__Materials provided__:
—————

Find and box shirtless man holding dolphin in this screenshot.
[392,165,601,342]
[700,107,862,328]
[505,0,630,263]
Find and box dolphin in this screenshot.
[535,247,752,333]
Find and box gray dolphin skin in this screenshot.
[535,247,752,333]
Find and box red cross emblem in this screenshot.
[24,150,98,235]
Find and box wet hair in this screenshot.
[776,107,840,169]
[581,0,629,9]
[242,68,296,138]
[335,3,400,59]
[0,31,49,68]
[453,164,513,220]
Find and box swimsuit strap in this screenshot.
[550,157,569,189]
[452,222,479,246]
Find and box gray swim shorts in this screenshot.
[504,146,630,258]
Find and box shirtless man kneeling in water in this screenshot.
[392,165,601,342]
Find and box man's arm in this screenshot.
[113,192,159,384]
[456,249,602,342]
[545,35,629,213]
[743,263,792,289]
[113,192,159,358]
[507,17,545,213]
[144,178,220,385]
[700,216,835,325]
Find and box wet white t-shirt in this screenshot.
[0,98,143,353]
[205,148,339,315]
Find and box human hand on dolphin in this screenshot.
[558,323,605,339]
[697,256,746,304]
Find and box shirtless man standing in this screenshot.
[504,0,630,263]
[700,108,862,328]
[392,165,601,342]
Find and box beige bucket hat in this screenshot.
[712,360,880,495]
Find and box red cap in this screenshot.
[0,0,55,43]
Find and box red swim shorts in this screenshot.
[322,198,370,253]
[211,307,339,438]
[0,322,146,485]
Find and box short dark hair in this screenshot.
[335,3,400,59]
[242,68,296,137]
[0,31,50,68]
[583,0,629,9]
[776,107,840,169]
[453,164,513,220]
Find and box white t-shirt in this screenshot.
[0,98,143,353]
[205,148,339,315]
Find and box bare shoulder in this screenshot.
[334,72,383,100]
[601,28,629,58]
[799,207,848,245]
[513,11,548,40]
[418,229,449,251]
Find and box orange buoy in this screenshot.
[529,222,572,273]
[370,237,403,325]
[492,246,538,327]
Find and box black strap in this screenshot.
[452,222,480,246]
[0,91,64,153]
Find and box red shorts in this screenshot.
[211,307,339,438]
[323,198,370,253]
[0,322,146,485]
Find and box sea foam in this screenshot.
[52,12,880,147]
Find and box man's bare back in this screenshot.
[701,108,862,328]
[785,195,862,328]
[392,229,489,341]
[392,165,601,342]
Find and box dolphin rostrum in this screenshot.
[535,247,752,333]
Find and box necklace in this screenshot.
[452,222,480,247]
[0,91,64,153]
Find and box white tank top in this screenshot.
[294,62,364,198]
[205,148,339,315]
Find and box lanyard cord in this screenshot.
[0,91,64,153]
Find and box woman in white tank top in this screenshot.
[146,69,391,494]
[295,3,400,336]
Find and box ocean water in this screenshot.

—————

__Directive__: Edit all of the data above, changing every "shirtless man" to "bare-chested man" and leaving everything else the same.

__Written response__:
Find and box bare-chested man holding dolphin in this screenshot.
[392,165,601,342]
[700,107,862,328]
[505,0,630,263]
Find and box dolphin in this screenshot.
[535,247,752,333]
Find and box gray dolphin skin in this screenshot.
[535,247,752,333]
Find and box red cross emblem in this screenshot.
[24,150,98,235]
Find and box wet hair in this screenshot.
[776,107,840,169]
[581,0,629,9]
[242,68,296,138]
[335,3,400,59]
[0,31,49,68]
[453,164,513,220]
Find and box swimsuit strap in this screenshot.
[550,157,569,189]
[452,222,479,246]
Find and box gray swim shorts in this screenshot.
[504,146,630,258]
Find and box bare-chested man kneeling in water in this screenshot.
[392,165,601,342]
Find and box man's arm in this screenshot.
[113,192,159,384]
[456,249,602,342]
[545,35,629,213]
[743,263,792,289]
[113,192,159,358]
[507,17,545,213]
[144,178,220,385]
[700,216,835,325]
Find and box wet white t-shirt in this screenshot.
[0,98,143,353]
[205,148,339,315]
Find and box human hand on dolphin in this screenshot.
[558,323,605,339]
[697,256,746,304]
Find and box bare-chested man standing in this screenshot.
[504,0,630,263]
[700,108,862,328]
[392,165,601,342]
Find and box beige bucket hat in this screenshot.
[712,360,880,495]
Find and box red cap in this screenshot.
[0,0,55,43]
Find and box red swim shorts in this screenshot.
[322,198,370,253]
[211,307,339,438]
[0,322,146,485]
Find and box short dark hair in this screenshot.
[335,3,400,59]
[242,68,296,137]
[0,31,50,68]
[583,0,629,9]
[776,107,840,169]
[453,164,513,220]
Find and box white t-shirt in this screenshot.
[0,98,143,353]
[205,148,339,315]
Find and box bare shoulder in this screenshot.
[334,72,383,100]
[601,28,629,58]
[799,207,848,245]
[513,11,548,40]
[418,229,449,251]
Find and box orange buoy in this screenshot.
[529,222,572,273]
[370,237,403,325]
[492,246,538,327]
Find and box black strap in this screenshot.
[452,222,480,246]
[0,91,64,153]
Find and box red shorts in this screenshot.
[211,307,339,438]
[323,198,370,253]
[0,322,146,485]
Find and box sea foam in this screenshot.
[52,12,880,147]
Find and box man's bare back in this screenshot.
[701,108,862,328]
[785,195,862,328]
[392,229,489,341]
[392,165,601,342]
Find and box dolphin rostrum in this screenshot.
[535,247,752,333]
Find and box necklace in this screenshot.
[452,222,480,247]
[0,91,64,153]
Find and box white tank top in this screenshot.
[294,62,364,198]
[205,148,339,315]
Find and box lanyard cord in this screenshot.
[0,91,64,153]
Find and box woman in white tank top in this screenshot.
[146,69,391,494]
[295,3,400,336]
Find and box ocean water in this screenshot.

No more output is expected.